→ TASK BRIEF: What is needed is an exact retyping of the records below, from the first line through the line that contains "positive clicks: (308, 216) (303, 238)".

[Records from a data source]
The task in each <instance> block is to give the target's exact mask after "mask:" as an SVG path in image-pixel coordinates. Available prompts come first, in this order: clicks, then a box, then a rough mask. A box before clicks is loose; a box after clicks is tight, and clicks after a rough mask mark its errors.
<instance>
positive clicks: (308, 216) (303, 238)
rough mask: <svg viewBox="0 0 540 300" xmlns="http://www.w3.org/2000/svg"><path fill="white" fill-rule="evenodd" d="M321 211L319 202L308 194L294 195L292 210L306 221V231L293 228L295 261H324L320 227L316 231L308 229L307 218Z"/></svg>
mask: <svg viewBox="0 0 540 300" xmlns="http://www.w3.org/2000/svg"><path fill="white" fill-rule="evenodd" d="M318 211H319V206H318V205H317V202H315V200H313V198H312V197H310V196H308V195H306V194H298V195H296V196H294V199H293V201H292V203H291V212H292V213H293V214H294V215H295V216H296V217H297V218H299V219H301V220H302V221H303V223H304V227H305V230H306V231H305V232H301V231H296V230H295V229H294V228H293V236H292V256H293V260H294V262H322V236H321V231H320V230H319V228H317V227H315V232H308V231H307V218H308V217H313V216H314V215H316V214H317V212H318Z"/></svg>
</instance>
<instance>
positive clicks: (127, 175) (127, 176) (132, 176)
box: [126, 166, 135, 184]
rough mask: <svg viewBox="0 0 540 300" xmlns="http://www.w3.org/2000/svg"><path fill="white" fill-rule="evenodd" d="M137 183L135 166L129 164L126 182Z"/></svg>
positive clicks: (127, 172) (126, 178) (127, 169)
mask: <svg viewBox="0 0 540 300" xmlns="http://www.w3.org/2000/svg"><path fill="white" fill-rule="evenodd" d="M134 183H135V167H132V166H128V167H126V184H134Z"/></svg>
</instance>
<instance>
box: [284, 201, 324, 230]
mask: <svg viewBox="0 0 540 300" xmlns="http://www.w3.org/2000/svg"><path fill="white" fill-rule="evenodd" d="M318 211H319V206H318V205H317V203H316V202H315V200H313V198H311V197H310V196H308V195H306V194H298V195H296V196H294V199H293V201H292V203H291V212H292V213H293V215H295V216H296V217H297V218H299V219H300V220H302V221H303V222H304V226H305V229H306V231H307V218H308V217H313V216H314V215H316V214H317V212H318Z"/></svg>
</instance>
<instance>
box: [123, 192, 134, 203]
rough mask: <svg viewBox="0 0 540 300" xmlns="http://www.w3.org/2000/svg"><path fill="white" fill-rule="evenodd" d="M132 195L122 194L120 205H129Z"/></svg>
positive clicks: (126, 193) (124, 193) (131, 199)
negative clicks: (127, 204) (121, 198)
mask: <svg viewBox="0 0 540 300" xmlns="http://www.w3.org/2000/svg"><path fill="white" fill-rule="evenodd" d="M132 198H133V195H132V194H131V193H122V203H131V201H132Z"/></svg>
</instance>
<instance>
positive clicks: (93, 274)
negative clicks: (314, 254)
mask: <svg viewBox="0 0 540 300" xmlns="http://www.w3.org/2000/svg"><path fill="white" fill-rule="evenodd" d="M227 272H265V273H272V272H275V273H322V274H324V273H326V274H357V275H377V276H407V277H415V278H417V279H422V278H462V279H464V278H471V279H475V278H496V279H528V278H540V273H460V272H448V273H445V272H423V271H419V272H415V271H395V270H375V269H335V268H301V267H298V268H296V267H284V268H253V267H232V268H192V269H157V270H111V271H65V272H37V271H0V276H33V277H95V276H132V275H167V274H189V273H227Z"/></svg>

→ COMPLETED EXERCISE:
The task in each <instance> block is to give the target's exact mask after "mask:" as an SVG path in image-pixel coordinates. Available prompts come first, in this order: clicks, then a box, then a rough mask. A box before clicks is loose; a box after clicks is tight, and clicks after a rough mask mark its errors.
<instance>
positive clicks: (308, 216) (303, 238)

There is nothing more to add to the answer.